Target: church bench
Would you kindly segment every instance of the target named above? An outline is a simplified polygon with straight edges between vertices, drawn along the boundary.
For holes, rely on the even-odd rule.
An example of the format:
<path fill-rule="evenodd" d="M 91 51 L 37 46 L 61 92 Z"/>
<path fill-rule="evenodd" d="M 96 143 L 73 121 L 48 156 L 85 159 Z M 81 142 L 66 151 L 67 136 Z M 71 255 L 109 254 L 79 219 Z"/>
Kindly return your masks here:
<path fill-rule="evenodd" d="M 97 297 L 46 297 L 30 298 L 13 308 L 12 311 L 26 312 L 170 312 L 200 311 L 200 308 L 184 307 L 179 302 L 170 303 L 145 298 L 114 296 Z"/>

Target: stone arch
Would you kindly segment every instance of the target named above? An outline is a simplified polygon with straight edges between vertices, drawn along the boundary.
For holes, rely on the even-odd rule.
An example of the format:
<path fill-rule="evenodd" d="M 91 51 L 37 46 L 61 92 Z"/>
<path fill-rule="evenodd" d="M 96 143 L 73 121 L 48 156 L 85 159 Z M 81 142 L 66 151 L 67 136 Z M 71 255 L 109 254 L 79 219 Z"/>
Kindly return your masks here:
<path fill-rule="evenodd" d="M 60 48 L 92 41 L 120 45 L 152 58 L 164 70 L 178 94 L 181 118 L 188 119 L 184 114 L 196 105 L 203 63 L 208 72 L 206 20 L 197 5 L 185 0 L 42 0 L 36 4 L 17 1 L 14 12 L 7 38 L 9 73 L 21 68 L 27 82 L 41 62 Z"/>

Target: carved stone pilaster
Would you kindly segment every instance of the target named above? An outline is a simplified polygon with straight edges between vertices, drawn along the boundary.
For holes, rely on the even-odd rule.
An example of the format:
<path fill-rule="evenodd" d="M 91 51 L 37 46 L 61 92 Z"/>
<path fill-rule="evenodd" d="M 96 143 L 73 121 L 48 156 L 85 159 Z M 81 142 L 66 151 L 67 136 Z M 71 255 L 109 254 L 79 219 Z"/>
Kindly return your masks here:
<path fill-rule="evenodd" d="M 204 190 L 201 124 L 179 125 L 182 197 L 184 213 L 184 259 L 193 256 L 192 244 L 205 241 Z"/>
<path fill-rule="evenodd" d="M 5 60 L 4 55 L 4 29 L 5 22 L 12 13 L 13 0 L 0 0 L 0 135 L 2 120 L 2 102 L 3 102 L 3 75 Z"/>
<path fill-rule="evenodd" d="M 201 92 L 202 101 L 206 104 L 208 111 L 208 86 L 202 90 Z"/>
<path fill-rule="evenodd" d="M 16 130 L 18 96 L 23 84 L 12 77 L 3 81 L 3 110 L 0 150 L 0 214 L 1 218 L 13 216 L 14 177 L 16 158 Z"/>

● **Your objective**:
Update the three records above by swapping every "masks" for "outlines", then write the records out again with nothing else changed.

● **Solved exercise**:
Target: church bench
Would you kindly segment every instance of the target named above? An outline is a simplified polygon with straight edges between vertices, drawn along the boundary.
For holes, rely on the even-odd rule.
An example of the format:
<path fill-rule="evenodd" d="M 91 51 L 37 46 L 61 92 Z"/>
<path fill-rule="evenodd" d="M 96 143 L 73 121 L 48 156 L 85 159 Z M 81 142 L 66 151 L 67 136 Z M 71 255 L 109 254 L 79 219 Z"/>
Kindly return your outlines here:
<path fill-rule="evenodd" d="M 97 297 L 46 297 L 30 298 L 13 308 L 12 311 L 26 312 L 170 312 L 200 311 L 200 308 L 184 307 L 179 302 L 170 303 L 145 298 L 114 296 Z"/>

Target: stone arch
Would you kindly segment every instance of the target named above? An outline is a simplified polygon with straight edges between vertices, drawn along the boundary.
For holes, rely on the even-odd rule.
An example of the format:
<path fill-rule="evenodd" d="M 91 51 L 37 46 L 61 92 Z"/>
<path fill-rule="evenodd" d="M 96 143 L 73 121 L 48 156 L 85 159 Z M 81 142 L 66 151 L 67 136 Z M 71 255 L 109 254 L 79 219 Z"/>
Kindly return your outlines here:
<path fill-rule="evenodd" d="M 60 48 L 92 41 L 120 45 L 152 58 L 164 70 L 178 94 L 181 118 L 188 119 L 184 114 L 196 105 L 203 63 L 208 72 L 206 20 L 197 5 L 185 0 L 42 0 L 36 4 L 17 1 L 14 12 L 7 38 L 9 73 L 21 68 L 27 82 L 41 62 Z"/>

Target: carved stone pilaster
Would you kindly segment every instance of the target named above? An outline is a simplified polygon with straight edges between vertices, drawn along the boundary.
For holes, rely on the even-odd rule.
An example of the format:
<path fill-rule="evenodd" d="M 91 51 L 37 46 L 61 92 Z"/>
<path fill-rule="evenodd" d="M 96 143 L 73 121 L 48 156 L 85 159 Z M 81 142 L 66 151 L 67 136 Z M 71 255 L 109 254 L 79 219 Z"/>
Kindly return your outlines here:
<path fill-rule="evenodd" d="M 204 190 L 201 124 L 179 125 L 182 197 L 184 213 L 184 259 L 193 256 L 192 244 L 205 241 Z"/>
<path fill-rule="evenodd" d="M 5 60 L 4 55 L 4 29 L 5 22 L 12 13 L 13 0 L 0 0 L 0 135 L 2 120 L 2 102 L 3 102 L 3 75 Z"/>
<path fill-rule="evenodd" d="M 201 92 L 202 101 L 206 104 L 208 111 L 208 86 L 202 90 Z"/>
<path fill-rule="evenodd" d="M 16 130 L 18 96 L 23 84 L 12 77 L 3 81 L 3 110 L 0 150 L 0 214 L 1 218 L 13 216 L 14 177 L 16 158 Z"/>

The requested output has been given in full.